*Provided records:*
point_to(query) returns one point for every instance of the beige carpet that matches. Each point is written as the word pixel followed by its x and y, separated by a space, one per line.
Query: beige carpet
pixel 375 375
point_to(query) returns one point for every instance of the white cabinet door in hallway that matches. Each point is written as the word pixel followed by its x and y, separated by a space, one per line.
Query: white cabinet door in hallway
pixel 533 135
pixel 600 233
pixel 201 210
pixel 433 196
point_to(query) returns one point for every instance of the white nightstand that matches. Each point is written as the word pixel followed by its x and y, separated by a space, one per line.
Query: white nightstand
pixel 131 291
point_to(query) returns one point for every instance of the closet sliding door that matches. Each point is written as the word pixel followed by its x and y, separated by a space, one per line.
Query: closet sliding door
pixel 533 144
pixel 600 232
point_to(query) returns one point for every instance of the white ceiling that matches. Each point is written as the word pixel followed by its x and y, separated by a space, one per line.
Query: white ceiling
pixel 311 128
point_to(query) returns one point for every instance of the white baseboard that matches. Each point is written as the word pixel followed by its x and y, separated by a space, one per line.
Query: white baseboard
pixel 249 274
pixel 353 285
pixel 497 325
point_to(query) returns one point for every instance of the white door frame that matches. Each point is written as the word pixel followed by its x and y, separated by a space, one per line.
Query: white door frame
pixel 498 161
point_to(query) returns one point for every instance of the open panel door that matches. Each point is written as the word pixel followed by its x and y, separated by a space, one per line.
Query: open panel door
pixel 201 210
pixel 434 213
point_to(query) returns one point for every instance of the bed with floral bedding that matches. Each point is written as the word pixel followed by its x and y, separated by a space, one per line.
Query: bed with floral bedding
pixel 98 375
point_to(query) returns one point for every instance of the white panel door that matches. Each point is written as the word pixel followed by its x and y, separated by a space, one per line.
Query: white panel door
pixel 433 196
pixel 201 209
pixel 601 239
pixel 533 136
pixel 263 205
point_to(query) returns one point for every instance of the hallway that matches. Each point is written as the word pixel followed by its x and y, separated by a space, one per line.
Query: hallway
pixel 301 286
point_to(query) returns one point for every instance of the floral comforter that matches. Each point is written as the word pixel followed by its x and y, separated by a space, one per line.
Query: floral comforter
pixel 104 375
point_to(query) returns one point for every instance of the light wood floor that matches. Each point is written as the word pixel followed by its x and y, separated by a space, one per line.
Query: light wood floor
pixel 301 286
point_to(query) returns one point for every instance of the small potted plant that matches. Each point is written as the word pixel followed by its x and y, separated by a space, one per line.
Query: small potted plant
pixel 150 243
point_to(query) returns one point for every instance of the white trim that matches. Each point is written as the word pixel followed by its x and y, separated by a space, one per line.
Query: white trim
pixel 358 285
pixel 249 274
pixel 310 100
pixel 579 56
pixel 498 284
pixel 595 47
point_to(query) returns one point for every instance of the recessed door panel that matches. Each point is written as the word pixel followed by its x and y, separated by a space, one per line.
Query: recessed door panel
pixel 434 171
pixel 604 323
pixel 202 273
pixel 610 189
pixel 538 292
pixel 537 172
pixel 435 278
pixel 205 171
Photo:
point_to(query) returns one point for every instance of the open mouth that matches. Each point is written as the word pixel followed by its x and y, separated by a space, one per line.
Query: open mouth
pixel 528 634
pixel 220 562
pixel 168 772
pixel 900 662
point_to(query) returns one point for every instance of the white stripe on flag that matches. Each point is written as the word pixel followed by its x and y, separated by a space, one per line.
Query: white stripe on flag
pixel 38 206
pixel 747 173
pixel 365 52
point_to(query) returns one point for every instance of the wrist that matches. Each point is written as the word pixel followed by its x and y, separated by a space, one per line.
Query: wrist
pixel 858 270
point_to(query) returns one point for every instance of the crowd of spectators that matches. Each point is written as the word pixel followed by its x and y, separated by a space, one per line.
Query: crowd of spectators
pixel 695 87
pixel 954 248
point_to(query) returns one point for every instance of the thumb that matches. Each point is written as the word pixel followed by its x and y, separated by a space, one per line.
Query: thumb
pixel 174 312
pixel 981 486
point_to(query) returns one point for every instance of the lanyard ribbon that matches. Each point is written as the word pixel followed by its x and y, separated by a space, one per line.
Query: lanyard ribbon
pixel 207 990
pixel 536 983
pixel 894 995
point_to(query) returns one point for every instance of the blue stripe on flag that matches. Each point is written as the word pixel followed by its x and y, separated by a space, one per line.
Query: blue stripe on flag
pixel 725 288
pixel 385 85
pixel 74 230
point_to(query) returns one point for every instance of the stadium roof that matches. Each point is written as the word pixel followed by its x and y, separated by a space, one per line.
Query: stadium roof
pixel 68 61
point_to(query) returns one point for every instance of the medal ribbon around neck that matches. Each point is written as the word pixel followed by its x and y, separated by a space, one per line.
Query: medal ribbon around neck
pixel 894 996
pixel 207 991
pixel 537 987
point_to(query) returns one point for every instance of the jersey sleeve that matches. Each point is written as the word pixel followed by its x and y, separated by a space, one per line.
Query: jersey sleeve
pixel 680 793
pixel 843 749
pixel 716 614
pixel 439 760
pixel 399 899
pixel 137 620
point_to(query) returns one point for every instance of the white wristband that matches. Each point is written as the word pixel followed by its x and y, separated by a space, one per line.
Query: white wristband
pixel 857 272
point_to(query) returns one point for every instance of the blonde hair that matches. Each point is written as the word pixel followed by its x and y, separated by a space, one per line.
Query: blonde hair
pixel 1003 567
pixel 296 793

*Given request:* Reproduce all of the material above, substituting "occurrence" for every occurrence of "instance" and leaving everything else unchanged.

*Solution:*
point_to(query) returns one point for every occurrence of the beige carpet that matches. Each point is written as the word pixel followed by its x and y, separated by a space, one per line.
Query: beige carpet
pixel 375 375
point_to(query) returns one point for every occurrence of the white cabinet door in hallway that matches. Each point is written as the word pixel followed by its x and y, separated by a space, one per line.
Query: white cabinet door in hallway
pixel 533 135
pixel 600 233
pixel 201 210
pixel 433 196
point_to(query) returns one point for every occurrence of the white nightstand that matches. Each point is written as the word pixel followed by its x and y, separated by a space, one per line.
Query: white nightstand
pixel 131 291
point_to(query) returns one point for every occurrence of the closet sliding door that matches. Each point is written as the word pixel followed by its x and y, separated by a space, one per line.
Query: closet sliding door
pixel 533 144
pixel 600 232
point_to(query) returns one point for every occurrence of the white ceiling that matches. Each point is written as the word pixel followed by its x and y, separated by a space, one per line.
Query: white ceiling
pixel 311 128
point_to(query) returns one point for every occurrence of the white baseboard that matches. Each point is written as the word pixel followed by its x and y, separated by a space, one per line.
Query: white baseboard
pixel 249 274
pixel 353 285
pixel 497 325
point_to(query) returns one point for every occurrence of the white door frame that matches. Each point is written as the word pixel followed by its x and y, separated by a space, one per line.
Query: white door frame
pixel 498 161
point_to(query) returns one point for every occurrence of the open panel door that matches. Each point is written as the word pixel followed by its x and y, separated by a space, one per line.
Query: open panel door
pixel 201 210
pixel 434 213
point_to(query) returns one point for every occurrence of the bed with floral bedding that matches. Each point is written as the word pixel followed by its x and y, separated by a space, one per line.
Query: bed with floral bedding
pixel 98 375
point_to(query) returns one point for every occurrence of the white panel door that matches. Each point is written as the word pixel followed by its x and y, separated by a space, one per line.
Query: white panel door
pixel 433 196
pixel 201 209
pixel 601 239
pixel 533 136
pixel 263 205
point_to(query) returns one point for every occurrence of the hallway that matches. Each point is written as the word pixel followed by its x and y, separated by a space, one per line.
Query: hallway
pixel 301 286
point_to(query) returns one point for every occurrence of the floral comforter that matches. Each point is written as the word pixel followed by its x and y, separated by a space, one per line.
Query: floral comforter
pixel 104 375
point_to(query) returns one point for every occurrence of the light wood floor that matches. Each point is written as the word pixel followed by its x and y, separated by a space, one per line.
Query: light wood floor
pixel 301 286
point_to(query) returns one point for every occurrence of the small potted plant that matches. Each point is written as the word pixel followed by its x and y, separated by a space, one per line.
Query: small potted plant
pixel 150 243
point_to(query) returns one point for every occurrence of the white trim that matches. Each point is written as the word pixel followed by its x and y, separated by a space, one per line.
Query: white trim
pixel 358 285
pixel 249 274
pixel 310 100
pixel 579 56
pixel 498 284
pixel 595 47
point_to(query) returns one point for every occurrence of the recessed door panel that matches. Each point is written as the word pixel followed by its x and y, separated by a space, one per line.
Query: recessed door panel
pixel 434 171
pixel 604 323
pixel 202 273
pixel 610 189
pixel 538 292
pixel 537 172
pixel 435 278
pixel 205 171
Photo:
point_to(query) returns one point for every occurrence of the open mouth that matches. Each point is written as the word pixel followed by its x and y, separated by a space, one per line.
Query: open mouth
pixel 528 634
pixel 220 562
pixel 168 772
pixel 900 662
point_to(query) returns one point for every occurrence of the white stripe on flag that matches. Each point is written as the word pixel followed by its x and y, separated by a space, one per line.
Query: white stripe on flag
pixel 38 206
pixel 747 173
pixel 365 52
point_to(query) returns one point for every occurrence of the wrist that matches. Each point is written as the word pixel followed by its x and y, separated by a space, one per line.
Query: wrist
pixel 858 270
point_to(query) returns one point for every occurrence of the crowd of spectators that matches. Each point is written as the word pixel followed by its x and y, separated by a space, one per line.
Query: crowd of spectators
pixel 695 87
pixel 954 248
point_to(query) returns one point for every occurrence of the thumb that matches. Each point is written as the word pixel followed by its x and y, separated by a space, one per line.
Query: thumb
pixel 174 312
pixel 981 486
point_to(query) returns one point for every occurrence of the lanyard ribbon that matches. Each point is written as the word pixel followed by its x and y, separated by a space, one per line.
Query: lanyard ribbon
pixel 207 990
pixel 536 983
pixel 894 995
point_to(query) returns one point for every occurrence of the blue stripe on flag that matches. Each point is written as the word pixel followed by its x and y, separated by a space, one per line.
Query: blue stripe on flag
pixel 725 288
pixel 385 85
pixel 74 230
point_to(query) returns one point for every occurrence of the stadium roof that matches. Each point is written as the word pixel followed by its x and y, separated by a space, one per line.
Query: stadium roof
pixel 68 61
point_to(query) returns one point for every occurrence of the medal ribbon around neck that matches. Each point is written as the word pixel followed by its x and y, separated by a space, one per line.
Query: medal ribbon around neck
pixel 894 996
pixel 207 991
pixel 537 987
point_to(query) returns one point for every occurrence of the jersey sleeve that matches. Each point is written as the word pixel followed by its x and y, separated by a space, one per line.
Query: jersey sleeve
pixel 680 793
pixel 843 749
pixel 716 614
pixel 439 760
pixel 399 899
pixel 137 620
point_to(query) returns one point for every occurrence of the white wristband that matches. Each point is written as the word pixel followed by its x and y, separated by a space, one per line.
Query: white wristband
pixel 857 272
point_to(query) returns one point for every occurrence of the blonde hair that matches. Each point is written as the word pixel followed by its x and y, separated by a space, one per line.
Query: blonde hair
pixel 1003 567
pixel 296 793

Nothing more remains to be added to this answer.